Copy the stretch of records from the line containing "each like (9,297)." through the end of the records, reproducing every line without any change.
::: Entries :::
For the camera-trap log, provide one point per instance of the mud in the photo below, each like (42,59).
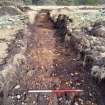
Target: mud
(49,65)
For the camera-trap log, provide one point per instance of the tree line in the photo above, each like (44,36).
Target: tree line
(61,2)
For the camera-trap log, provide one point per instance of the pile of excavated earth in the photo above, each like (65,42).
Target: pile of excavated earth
(35,54)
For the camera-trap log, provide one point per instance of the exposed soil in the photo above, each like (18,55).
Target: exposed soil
(52,66)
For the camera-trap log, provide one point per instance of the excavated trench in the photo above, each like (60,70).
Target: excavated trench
(57,68)
(49,65)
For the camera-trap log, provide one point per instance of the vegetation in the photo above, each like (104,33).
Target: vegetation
(61,2)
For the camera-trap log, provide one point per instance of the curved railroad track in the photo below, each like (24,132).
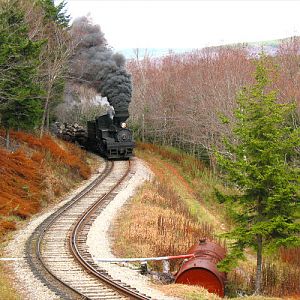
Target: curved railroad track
(57,252)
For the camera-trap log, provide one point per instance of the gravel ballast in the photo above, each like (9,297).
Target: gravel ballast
(98,242)
(25,282)
(98,239)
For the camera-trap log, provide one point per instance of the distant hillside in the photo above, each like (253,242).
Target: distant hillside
(269,47)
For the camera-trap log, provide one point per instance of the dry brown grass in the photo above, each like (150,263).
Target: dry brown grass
(37,173)
(157,224)
(169,215)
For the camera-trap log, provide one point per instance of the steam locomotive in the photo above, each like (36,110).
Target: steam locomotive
(109,136)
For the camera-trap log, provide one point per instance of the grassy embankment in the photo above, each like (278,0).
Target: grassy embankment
(178,208)
(38,173)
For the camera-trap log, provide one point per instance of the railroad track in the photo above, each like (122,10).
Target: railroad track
:::
■ Solution to this exercise ■
For the camera-trap log, provide one point per instance of the gravel ballast in the photo above, each like (9,297).
Target: gravel ballast
(98,242)
(25,282)
(98,239)
For the camera-trap log, provide one point per instance of the distant hillside in the photo above, each like (253,242).
Target: distant hillside
(269,47)
For the camera-trap log, provide one point per instance of the dry brown grass in the photo above, each like (150,263).
Target: dry brown grass
(37,173)
(157,224)
(169,215)
For the camera-trap log, provide one point per instance of the steam locomotive in the photo above, each like (36,110).
Target: steam locomotive
(109,136)
For the camera-trap log, provide one point per instance of the grassy embankment in the photo above, each like (278,0).
Target: grassy embankment
(178,208)
(38,173)
For the camera-trap log, provide one point per instance of the railroad track in the photo above, each like (122,10).
Target: railroad track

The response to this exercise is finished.